--- EXTRACTED RECORDS ---
-*-*-

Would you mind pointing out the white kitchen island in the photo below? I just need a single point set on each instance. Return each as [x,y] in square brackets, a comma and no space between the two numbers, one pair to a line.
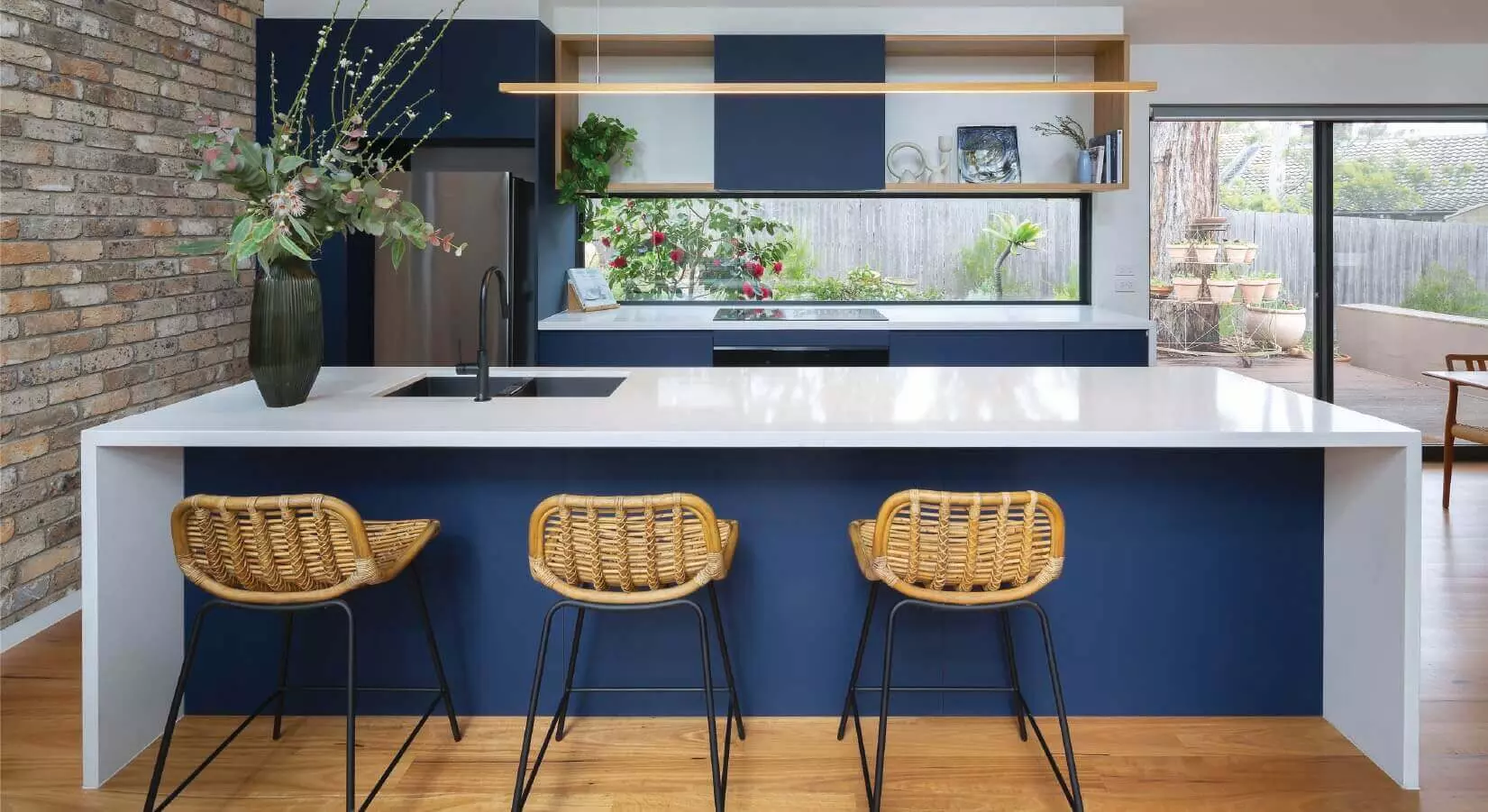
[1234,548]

-*-*-

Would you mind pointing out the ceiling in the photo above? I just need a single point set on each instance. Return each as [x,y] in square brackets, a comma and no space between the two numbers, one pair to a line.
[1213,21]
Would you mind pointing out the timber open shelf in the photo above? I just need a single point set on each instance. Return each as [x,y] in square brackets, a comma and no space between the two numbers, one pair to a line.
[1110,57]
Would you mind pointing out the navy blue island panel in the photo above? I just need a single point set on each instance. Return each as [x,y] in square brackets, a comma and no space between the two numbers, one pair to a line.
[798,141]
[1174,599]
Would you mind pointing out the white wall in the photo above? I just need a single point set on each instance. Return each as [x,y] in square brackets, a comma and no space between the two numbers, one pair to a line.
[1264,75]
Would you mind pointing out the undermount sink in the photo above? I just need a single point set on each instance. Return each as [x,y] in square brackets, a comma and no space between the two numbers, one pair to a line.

-*-*-

--- EXERCISE ---
Beginning with the line above that contains "Would you mind pointing out the timber", copy each line exactly up to and including the line that contains "Would you mind pointing out the undermount", and go no further.

--- TASK RESPONSE ---
Would you mind pointing out the timber open shelf in the photo above? I just need a single point set on each instance. Return each as [x,y] in square brackets, a comma and no space between the two numbers, one pair to a line.
[1110,57]
Would you mind pointing out the navy blue island panel in the photo above? I just need a single point set on each instance. Return each as [x,y] in square brackets, a comma and no space between the two numbers, one pair to a line.
[798,141]
[1174,599]
Would you mind pointing out the white wall in the photo above? I just need a single point set on each instance. Return each as [x,y] in square brackets, a comma and no space between the two numbers, one pair to a line.
[1264,75]
Would you mind pointing out the undermount sink in the photo above? I just need a single point set on each instance. Return each as [x,y] in square brackets, a comma and no space between the two numbers, one pair to a line.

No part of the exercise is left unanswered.